◆ **BAGIAN DOKUMEN**:
____________________

MATERI 6
KAJIAN TEKNOLOGI KINERJA
***************************************************************************
Di
dalam lembaga apapun yang bersentuhan langsung dengan masyarakat terutama yang
menyangkut pelayanan publik hal penting yang paling dituntut adalah performa
lembaga tersebut baik manusia, birokrasi/prosedur hingga teknologi pendukung.
Contohnya jika kita hendak membuat KTP atau SIM.
Kita
pasti ingin mendapatkan dua surat penting tersebut lebih cepat, kalau bisa
tidak hitungan hari lagi namun jam. Alih-alih mewujudkan harapan tersebut, yang
terjadi kerap kali adalah sebuah pemandangan pola kerja manusia yang lamban,
birokrasi beberapa meja, dan teknologi usang yang terlihat aneh di jaman
hi-tech ini. Lalu ilmu kebatinan pun dimunculkan, “mengapa kinerja lembaga ini
begitu buruk? Tidakkah ada usaha untuk memperbaiki performa kerja mereka?”
Hasilnya adalah kekecewaan masyarakat karena bagaimanapun alasan situasional
yang dikemukan oleh lembaga telah menimbulkan persoalan-persoalan antara lain:
Pemborosan
waktu
Pemborosan
biaya kedua belah pihak
Ketidakefektifan
proses pembuatan
Melihat
berbagai masalah di atas maka yang dibutuhkan adalah sebuah proses perbaikkan atau
peningkatan performa. Performa siapa? Tentu semua unsur yang terlibat di dalam
lembaga atau instansi yang ada, yang memiliki kepentingan langsung dengan
publik.
Lalu
bagaimana dengan dunia pendidikan? Apakah unsur di dalam pendidikan juga
membutuhkan peningkatan performa? Jawabnya adalah ya dan harus karena
pendidikan adalah bidang yang memiliki hubungan paling dekat bahkan melekat
dengan masyarakat yaitu peserta didik dan pengguna output dari pendidikan
tersebut.

____________________

◆ **REKAMAN DATA**:
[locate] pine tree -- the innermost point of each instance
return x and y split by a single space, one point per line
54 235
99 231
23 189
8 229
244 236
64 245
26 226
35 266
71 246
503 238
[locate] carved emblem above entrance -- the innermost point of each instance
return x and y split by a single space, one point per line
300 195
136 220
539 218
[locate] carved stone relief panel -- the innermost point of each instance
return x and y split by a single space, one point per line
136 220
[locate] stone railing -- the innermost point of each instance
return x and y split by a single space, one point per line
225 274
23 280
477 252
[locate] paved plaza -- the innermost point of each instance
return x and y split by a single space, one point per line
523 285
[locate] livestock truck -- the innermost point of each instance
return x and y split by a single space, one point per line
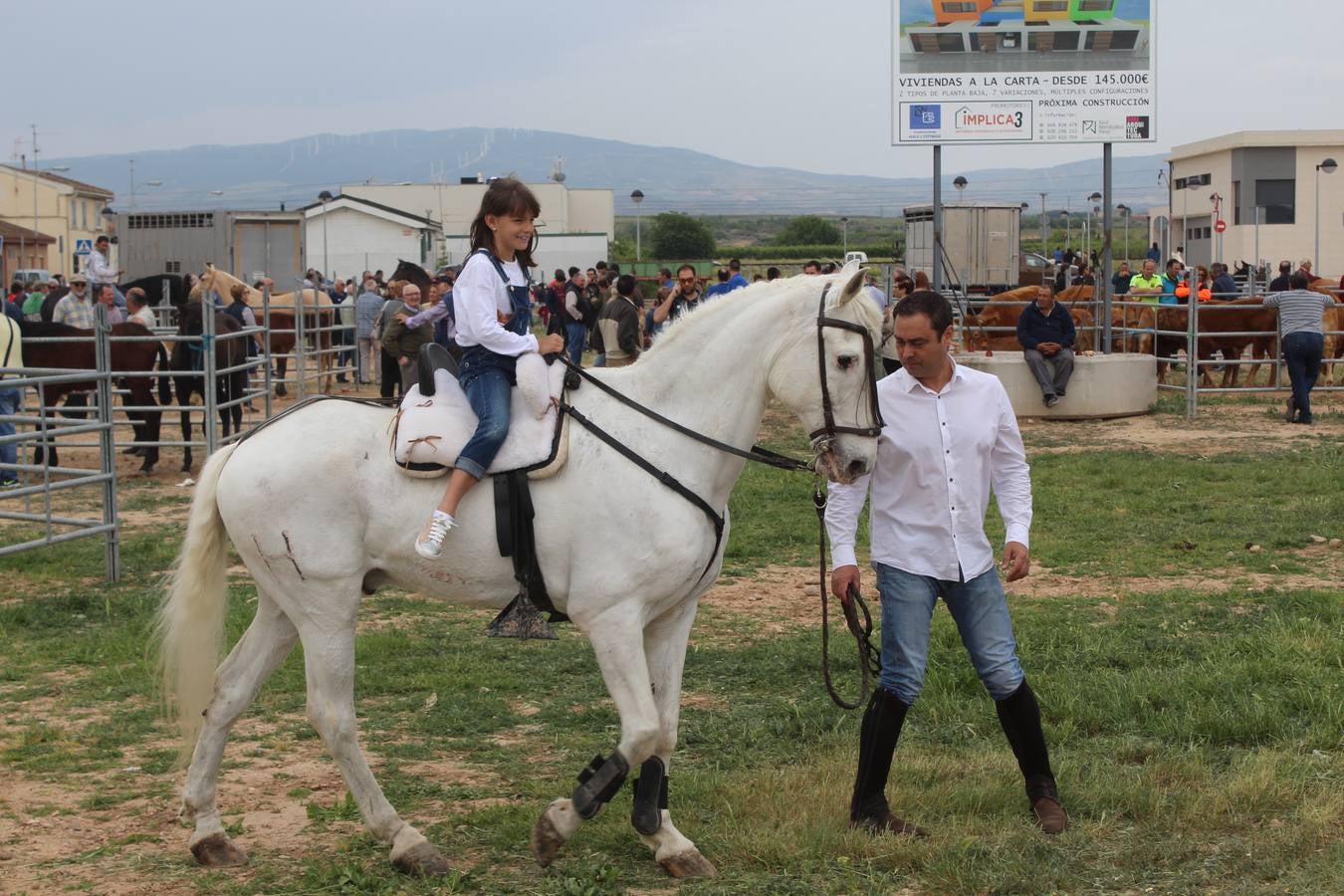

____________________

◆ **TUGAS DAN LATIHAN**:
[1] Susun ulang baris data mulai dari baris yang memuat "[locate] livestock truck" sampai dengan akhir baris data menjadi daftar bernomor tanpa baris kosong. Jangan sertakan gambar dalam jawaban.
[2] Lanjutkan teks tentang kajian teknologi kinerja setelah kalimat terakhirnya.

◆ **JAWABAN TUGAS**:
[1]
1. [locate] livestock truck -- the innermost point of each instance
2. return x and y split by a single space, one point per line

[2]
Dengan
merujuk pada tulisan Michael Molenda dan James A. Pershing “Improving
Performance” dalam buku Educational Technolog: A Definition with
Commentary karya Alan Januszweski and Michael Molenda (2008), makalah ini
akan mengulas bagaimana teknologi dapat dipakai untuk menambah keterlibatan unsur
pendidikan dalam rangka meningkatkan kinerja manusia. Batasannya adalah pada
peningkatan performa dengan keterlibatan pendidikan bukan seluas yang dimaksud
oleh HPT (human performance technology) atau teori manajemen.
A.
MENINGKATKAN KINERJA
Menurut Association
for Educational Communications and Technology atau disingkat AECT (2004),
Teknologi Pendidikan (TP) didefinisikan sebagai “the study and ethical
practice of facilitating learning and improving performance by creating, using,
and managing appropriate technological processes and resources.” Ini
adalah definisi terbaru yang menyatakan bahwa teknologi pendidikan adalah studi
dan praktek etis dalam upaya memfasilitasi pembelajaran dan meningkatkan
kinerja dengan cara menciptakan, menggunakan/memanfaatkan, dan mengelola proses
dan sumber-sumber teknologi yang tepat. Jelas, tujuan utamanya yaitu untuk:
Memecahkan
masalah belajar atau memfasilitasi pembelajaran agar efektif, efisien dan
menarik; dan
Meningkatkan
kinerja.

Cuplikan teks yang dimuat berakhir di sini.